— START SUPPLIED MATERIAL —

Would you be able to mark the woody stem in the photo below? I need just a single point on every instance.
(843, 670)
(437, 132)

— END SUPPLIED MATERIAL —
— START SUPPLIED MATERIAL —

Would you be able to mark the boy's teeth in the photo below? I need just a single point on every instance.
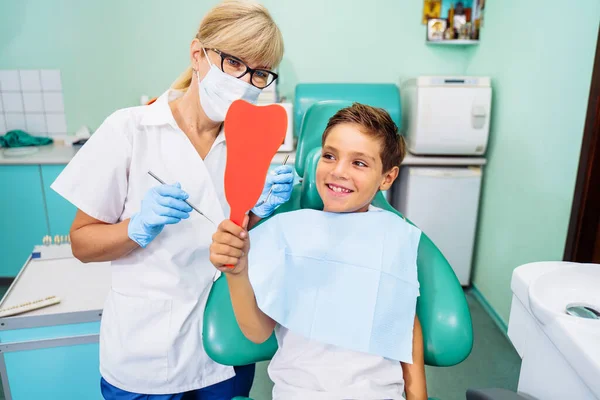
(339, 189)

— END SUPPLIED MATERIAL —
— START SUPPLIED MATERIAL —

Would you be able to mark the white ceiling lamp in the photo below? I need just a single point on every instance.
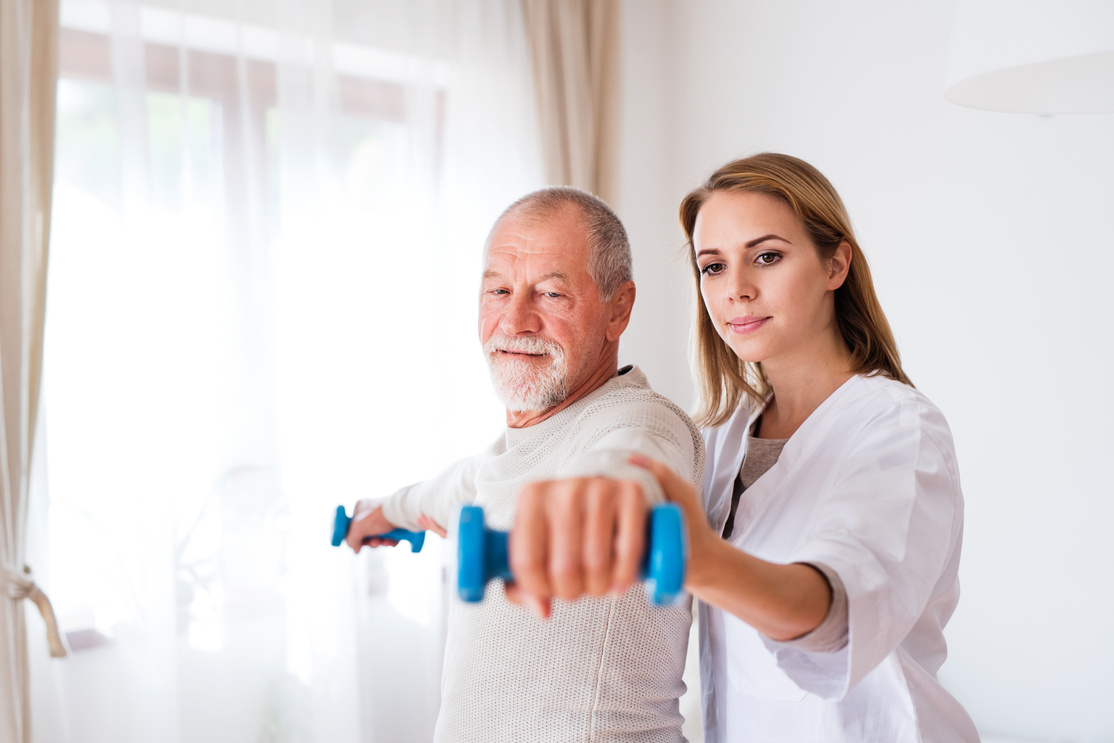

— END SUPPLIED MATERIAL —

• _JOB_:
Pick out every line in the items above that contains the word "below", and copy each of those lines unchanged.

• _ANSWER TO THIS PROBLEM_:
Would you be able to mark the woody stem in the photo below? I need just a single point on every instance.
Would you be able to mark the boy's teeth in the photo below? I need just a single point on every instance.
Would you be able to mark the white ceiling lamp in the photo below? I need just a single point on every instance.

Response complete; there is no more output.